* _Collected data_

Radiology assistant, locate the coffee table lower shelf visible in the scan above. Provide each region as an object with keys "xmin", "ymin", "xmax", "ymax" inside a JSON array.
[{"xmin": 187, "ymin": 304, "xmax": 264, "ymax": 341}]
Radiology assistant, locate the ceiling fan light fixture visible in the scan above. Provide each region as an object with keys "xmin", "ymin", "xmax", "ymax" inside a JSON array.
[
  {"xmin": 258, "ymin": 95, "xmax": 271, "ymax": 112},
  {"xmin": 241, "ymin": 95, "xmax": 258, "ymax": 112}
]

* _Work to do_
Swap "Radiology assistant" for "Home inventory assistant" everywhere it appears in the listing above, and give all its lines again with nothing else changed.

* _Solution_
Home inventory assistant, locate the coffee table lower shelf visible in the scan above. Provide each region as an object with keys "xmin", "ymin", "xmax", "ymax" inside a JSON array.
[{"xmin": 187, "ymin": 304, "xmax": 264, "ymax": 341}]
Home inventory assistant, locate the ceiling fan light fixture visible in the scan above. Provide each region as an object with keys "xmin", "ymin", "xmax", "ymax" inside a JSON array.
[
  {"xmin": 258, "ymin": 95, "xmax": 271, "ymax": 112},
  {"xmin": 241, "ymin": 95, "xmax": 258, "ymax": 112}
]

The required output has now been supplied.